- _What is needed_
Please lay out the material from the line containing "like x=194 y=282." through the line containing "x=130 y=294" as a two-column CSV with headers input and output. Give one row per input, putting its text and its answer each in a single quoted field with line breaks turned into spaces.

- _Given data_
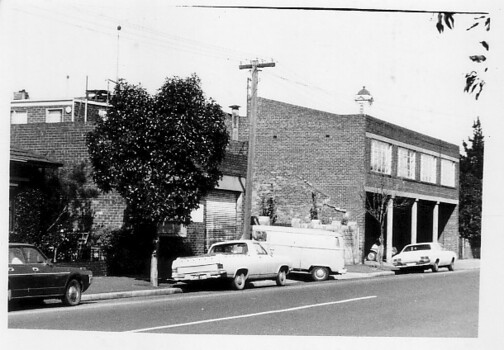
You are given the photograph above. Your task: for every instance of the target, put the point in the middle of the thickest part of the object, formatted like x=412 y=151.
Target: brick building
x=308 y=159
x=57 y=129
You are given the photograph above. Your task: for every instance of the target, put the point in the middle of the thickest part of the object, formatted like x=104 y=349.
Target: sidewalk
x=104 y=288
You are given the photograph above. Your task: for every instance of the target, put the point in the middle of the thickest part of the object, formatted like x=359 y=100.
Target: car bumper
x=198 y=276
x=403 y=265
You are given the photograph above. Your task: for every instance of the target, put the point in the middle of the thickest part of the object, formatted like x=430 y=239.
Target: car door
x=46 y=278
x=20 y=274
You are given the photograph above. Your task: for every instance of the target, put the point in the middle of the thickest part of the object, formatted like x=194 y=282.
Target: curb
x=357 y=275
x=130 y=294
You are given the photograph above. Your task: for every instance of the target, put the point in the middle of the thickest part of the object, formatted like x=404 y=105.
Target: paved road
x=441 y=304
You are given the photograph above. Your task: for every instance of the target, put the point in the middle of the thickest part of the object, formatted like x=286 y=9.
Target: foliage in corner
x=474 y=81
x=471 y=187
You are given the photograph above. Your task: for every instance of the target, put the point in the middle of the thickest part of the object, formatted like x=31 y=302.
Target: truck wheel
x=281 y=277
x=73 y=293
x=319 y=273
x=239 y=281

==

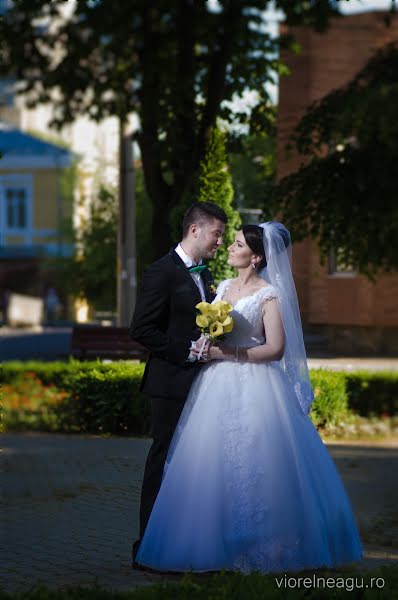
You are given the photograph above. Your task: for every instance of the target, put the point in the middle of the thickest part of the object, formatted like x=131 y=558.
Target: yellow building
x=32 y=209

---

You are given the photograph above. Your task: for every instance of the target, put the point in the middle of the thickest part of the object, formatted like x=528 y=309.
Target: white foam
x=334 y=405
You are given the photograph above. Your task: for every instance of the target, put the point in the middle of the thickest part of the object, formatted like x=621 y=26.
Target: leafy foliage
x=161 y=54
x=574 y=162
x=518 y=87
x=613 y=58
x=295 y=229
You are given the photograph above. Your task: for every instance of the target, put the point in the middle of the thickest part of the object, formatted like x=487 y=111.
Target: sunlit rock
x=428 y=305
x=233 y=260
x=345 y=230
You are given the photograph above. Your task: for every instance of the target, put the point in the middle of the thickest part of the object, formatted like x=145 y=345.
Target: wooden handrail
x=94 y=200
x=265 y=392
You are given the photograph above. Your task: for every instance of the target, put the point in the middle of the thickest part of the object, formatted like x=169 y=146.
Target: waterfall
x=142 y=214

- _Complete answer_
input,output
"You are given the photograph above. Your task: for every instance of the target, put the point in the middle of the thickest part of the object, formatted like x=194 y=282. Target: curb","x=357 y=275 x=130 y=294"